-- Selected text follows --

Now is the time to remind ourselves of just exactly what we think God is. We need to call out light and hope, to chant the mantra of peace and justice, to read the promise of faithful presence and loving kindness. God’s justice, Amos teaches us in his language, is mishpat and tzedeqah, individual rights born not from treaties or coercion, but from living in right relationship, from seeing ourselves in each other. So, at a time when our hearts are clearly not in the right place, at least as a society, as we are inundated with disturbing images, riddled with heartbreaking stories and assaulted by yet another account of another instance of another tragedy, let us not forget to train our eyes for kindness…to balance out the wrong relationships with right relationship, to do our part to unveil the kin-dom among us…
In a time of turmoil and suffering, we must choose to seek our discipleship…to trust once more in the promise of love over hate, of mercy over retribution, of hope over despair. So we step from this sanctuary to be a living sanctuary ourselves, pure and holy tried and true…engaged in the simple and profound work of being light in the world. We cannot fix all of the pain and evil we see. But that does not mean we are powerless, nor are we without agency. And the Good News I have this morning is this. Do not discount the small things. After three years I think I can say that I know you. And I encourage you to continue to do what you already do. Visit people in the jail. Teach them. Love them. Deliver mobile meals. Have a conversation. Fly those angel flights, delivering people to needed medical care. Take care of animals, children, the wounded and hurting. Care for your grandchildren. Help veterans find their way. Take care of that “honey-do” list for those who need someone to do it. Foster your nephews. Listen to the immigrant. Work for a non-profit, make your own workplace a place of kindness and goodwill. Organize the community. Gather kids around a campfire, real or not, and tell them they are loved. Cook food. Write cards. Visit the sick. Welcome the stranger. Give some good counsel to people who come to you for clarity. Feed the hungry. Help the needy. Sing. Dance. Do what you do. I have been on the receiving end of this congregation’s generosity and compassion, especially for the past three weeks, and it has made all the difference to me.
I think we need an Amos right now. We need someone to help us feel our way through our new period of being disingenuous. We need someone to remind us that we can be very kind and helpful people on an individual basis but when we live within a system that can question whether or not we should help people in clear need, and when we live in a time in which legitimate political voices are calling for an end to any notion of “common good”, when we have to say “Black Lives Matter” instead of “All Lives Matter” because it is painfully obvious that all lives don’t matter, or we’d have reasonable gun control, no argument with criminal justice reform and no delay whatsoever when refugees from a war-torn country seek our shores.
This is my prayer this morning. That we might see that some judgment is needed…judgment that awakens our souls and refreshes our resolve to be the people of God, judgment which reminds us that there is a morality that undergirds the universe, imbalances will be corrected, but that God asks us to choose justice rather than have it visited upon us, to continue to engage the world with our seemingly small acts of kindness, so that we might build something that lasts…so that we might turn our hearts of stone into hearts of flesh…so that we might let our lights shine.

-- Selected text concluded --

Exercise goal
Reproduce the sermon excerpt above word for word, beginning at the words "This is my prayer" and stopping after the words "our lights shine.".

-- Given entries follows --

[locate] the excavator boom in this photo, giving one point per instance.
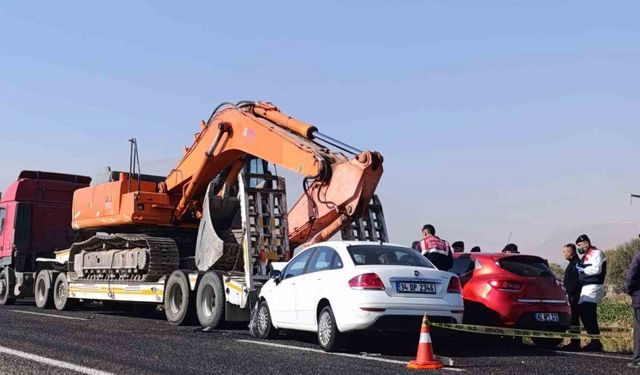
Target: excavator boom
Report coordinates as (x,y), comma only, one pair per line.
(338,187)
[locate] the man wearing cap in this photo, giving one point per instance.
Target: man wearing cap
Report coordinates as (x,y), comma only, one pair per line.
(573,287)
(511,248)
(435,249)
(592,270)
(458,247)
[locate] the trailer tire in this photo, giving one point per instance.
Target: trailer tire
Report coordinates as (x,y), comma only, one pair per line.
(264,324)
(43,292)
(178,299)
(61,293)
(6,288)
(210,300)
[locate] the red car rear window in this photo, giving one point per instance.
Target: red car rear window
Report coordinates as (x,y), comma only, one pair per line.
(527,266)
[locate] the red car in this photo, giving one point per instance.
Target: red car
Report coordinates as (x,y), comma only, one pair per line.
(512,290)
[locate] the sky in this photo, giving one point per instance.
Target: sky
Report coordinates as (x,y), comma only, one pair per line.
(497,120)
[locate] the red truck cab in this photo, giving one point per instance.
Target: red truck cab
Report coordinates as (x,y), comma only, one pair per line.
(35,221)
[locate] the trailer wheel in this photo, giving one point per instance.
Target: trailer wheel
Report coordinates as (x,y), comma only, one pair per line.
(43,291)
(210,300)
(61,293)
(6,297)
(178,300)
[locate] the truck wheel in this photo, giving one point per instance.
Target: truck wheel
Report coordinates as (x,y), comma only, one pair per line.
(178,301)
(61,293)
(329,337)
(210,300)
(6,297)
(264,325)
(43,291)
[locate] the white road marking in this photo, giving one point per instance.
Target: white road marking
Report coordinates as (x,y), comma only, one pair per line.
(592,355)
(51,315)
(337,354)
(53,362)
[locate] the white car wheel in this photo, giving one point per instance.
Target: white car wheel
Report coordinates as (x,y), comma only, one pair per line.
(264,326)
(328,334)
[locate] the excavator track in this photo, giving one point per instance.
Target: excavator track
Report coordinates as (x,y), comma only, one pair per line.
(163,255)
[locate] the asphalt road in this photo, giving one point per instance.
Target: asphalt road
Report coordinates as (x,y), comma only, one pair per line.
(99,342)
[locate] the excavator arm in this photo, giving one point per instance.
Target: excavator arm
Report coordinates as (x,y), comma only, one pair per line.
(339,181)
(337,188)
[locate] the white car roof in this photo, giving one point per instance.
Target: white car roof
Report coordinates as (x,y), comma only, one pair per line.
(354,243)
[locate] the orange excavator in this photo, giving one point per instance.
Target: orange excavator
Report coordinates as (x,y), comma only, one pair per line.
(203,238)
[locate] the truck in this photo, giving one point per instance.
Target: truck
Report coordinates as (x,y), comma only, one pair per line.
(201,241)
(35,221)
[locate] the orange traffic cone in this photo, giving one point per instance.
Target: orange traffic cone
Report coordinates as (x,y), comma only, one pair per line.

-- Given entries concluded --

Output of the task
This is my prayer this morning. That we might see that some judgment is needed…judgment that awakens our souls and refreshes our resolve to be the people of God, judgment which reminds us that there is a morality that undergirds the universe, imbalances will be corrected, but that God asks us to choose justice rather than have it visited upon us, to continue to engage the world with our seemingly small acts of kindness, so that we might build something that lasts…so that we might turn our hearts of stone into hearts of flesh…so that we might let our lights shine.